━━━ PROVIDED DATA

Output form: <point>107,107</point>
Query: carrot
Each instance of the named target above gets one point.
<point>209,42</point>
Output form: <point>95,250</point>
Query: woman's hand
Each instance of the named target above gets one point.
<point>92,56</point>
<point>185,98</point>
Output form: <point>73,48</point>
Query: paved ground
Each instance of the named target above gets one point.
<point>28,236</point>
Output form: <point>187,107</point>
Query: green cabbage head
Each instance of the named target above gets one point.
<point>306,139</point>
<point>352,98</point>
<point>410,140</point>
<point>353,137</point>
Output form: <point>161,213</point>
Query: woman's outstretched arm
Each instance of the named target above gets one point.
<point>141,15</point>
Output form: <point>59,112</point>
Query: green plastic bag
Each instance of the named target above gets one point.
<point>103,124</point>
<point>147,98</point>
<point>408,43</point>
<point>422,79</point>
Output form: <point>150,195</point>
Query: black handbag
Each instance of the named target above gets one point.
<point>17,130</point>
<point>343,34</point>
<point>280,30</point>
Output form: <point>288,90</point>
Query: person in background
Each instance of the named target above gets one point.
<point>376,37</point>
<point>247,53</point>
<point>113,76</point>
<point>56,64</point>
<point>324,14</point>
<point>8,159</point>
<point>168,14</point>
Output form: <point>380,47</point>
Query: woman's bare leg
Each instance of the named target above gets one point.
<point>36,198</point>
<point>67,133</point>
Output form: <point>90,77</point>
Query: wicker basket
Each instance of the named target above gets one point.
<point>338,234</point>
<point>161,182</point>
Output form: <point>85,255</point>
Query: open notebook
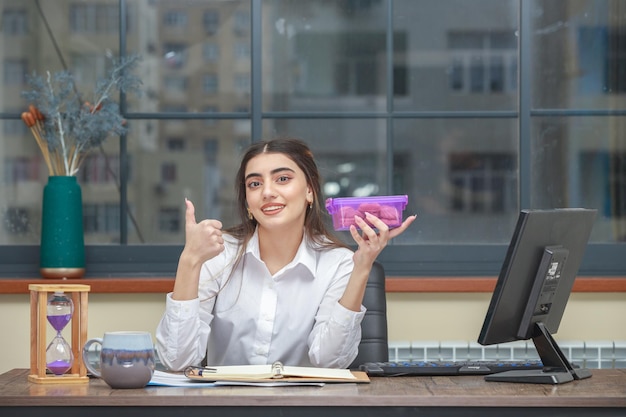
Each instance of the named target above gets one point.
<point>274,372</point>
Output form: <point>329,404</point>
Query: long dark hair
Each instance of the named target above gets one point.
<point>298,151</point>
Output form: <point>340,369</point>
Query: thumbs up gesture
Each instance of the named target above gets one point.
<point>203,241</point>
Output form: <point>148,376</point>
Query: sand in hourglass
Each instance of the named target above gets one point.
<point>58,344</point>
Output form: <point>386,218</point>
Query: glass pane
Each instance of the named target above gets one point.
<point>185,159</point>
<point>461,177</point>
<point>324,55</point>
<point>581,162</point>
<point>579,52</point>
<point>196,55</point>
<point>351,154</point>
<point>85,33</point>
<point>455,55</point>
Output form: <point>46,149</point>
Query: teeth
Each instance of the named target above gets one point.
<point>272,208</point>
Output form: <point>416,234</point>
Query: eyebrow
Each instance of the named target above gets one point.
<point>273,172</point>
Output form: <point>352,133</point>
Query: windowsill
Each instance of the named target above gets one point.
<point>126,285</point>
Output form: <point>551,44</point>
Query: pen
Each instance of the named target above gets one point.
<point>206,370</point>
<point>196,370</point>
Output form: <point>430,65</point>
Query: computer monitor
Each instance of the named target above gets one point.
<point>533,287</point>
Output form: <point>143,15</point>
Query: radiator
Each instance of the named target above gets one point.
<point>587,354</point>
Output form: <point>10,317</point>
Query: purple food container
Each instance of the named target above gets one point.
<point>388,208</point>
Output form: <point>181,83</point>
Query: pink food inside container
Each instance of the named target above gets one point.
<point>389,209</point>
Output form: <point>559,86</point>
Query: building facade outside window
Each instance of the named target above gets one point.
<point>473,108</point>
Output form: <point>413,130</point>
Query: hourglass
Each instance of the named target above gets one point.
<point>58,306</point>
<point>59,357</point>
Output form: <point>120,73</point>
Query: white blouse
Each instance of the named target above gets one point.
<point>253,317</point>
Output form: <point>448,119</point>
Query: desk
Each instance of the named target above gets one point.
<point>602,395</point>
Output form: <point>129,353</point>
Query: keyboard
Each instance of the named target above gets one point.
<point>434,368</point>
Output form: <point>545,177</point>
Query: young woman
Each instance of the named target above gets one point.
<point>277,287</point>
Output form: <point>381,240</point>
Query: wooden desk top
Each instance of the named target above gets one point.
<point>605,389</point>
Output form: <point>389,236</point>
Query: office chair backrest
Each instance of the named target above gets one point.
<point>374,345</point>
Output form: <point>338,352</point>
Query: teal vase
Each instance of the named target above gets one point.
<point>62,250</point>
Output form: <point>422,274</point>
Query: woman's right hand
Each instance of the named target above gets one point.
<point>203,241</point>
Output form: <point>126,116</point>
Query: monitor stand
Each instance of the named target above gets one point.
<point>556,367</point>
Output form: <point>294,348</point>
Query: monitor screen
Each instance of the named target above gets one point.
<point>533,287</point>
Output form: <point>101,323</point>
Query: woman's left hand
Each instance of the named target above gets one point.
<point>372,242</point>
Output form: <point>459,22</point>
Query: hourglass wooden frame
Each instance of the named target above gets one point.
<point>39,323</point>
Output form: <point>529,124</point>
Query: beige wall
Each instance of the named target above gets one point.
<point>412,317</point>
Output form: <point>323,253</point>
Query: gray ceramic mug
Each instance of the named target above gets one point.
<point>126,359</point>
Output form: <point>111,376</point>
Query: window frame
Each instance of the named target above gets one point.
<point>428,260</point>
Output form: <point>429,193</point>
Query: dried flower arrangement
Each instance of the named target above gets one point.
<point>67,128</point>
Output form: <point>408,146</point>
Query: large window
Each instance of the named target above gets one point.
<point>473,108</point>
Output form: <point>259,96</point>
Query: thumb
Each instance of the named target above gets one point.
<point>190,212</point>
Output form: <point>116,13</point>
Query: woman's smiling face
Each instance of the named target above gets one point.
<point>276,191</point>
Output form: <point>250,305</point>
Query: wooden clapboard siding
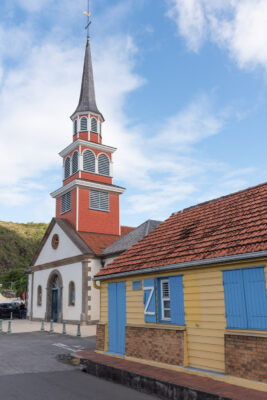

━━━━━━

» YOUR TASK:
Copy everything from the line containing "Output form: <point>380,47</point>" down to the line containing "<point>272,208</point>", ends included and requests unchanged, but rescale each answer point's coordinates by 0.55, rounding to whole numbers with halves going up. Leave out the pictures.

» TASK SOLUTION:
Output form: <point>380,47</point>
Query: woman's bare leg
Each instance of the named target above gets one point.
<point>20,109</point>
<point>37,73</point>
Output form: <point>90,77</point>
Query: wicker basket
Each instance of the named target above gets one point.
<point>186,129</point>
<point>89,100</point>
Output form: <point>85,255</point>
Query: open notebook
Each instance of the named target above gets one point.
<point>151,205</point>
Output form: <point>329,404</point>
Query: long dark hair
Each instance of the named target above gets one point.
<point>164,83</point>
Output form: <point>340,369</point>
Query: thumbs up gesture
Each instance of the named target above gets one point.
<point>112,133</point>
Output form: <point>148,376</point>
Query: sand in hourglass
Each instance of the named target above gets one point.
<point>32,189</point>
Output form: <point>386,218</point>
Query: glass pane
Each instance of the named target above gets one point.
<point>102,87</point>
<point>254,97</point>
<point>178,30</point>
<point>320,89</point>
<point>318,29</point>
<point>108,30</point>
<point>193,85</point>
<point>47,18</point>
<point>250,30</point>
Output form: <point>46,149</point>
Query: teeth
Each instance of the named target above gets one point.
<point>150,114</point>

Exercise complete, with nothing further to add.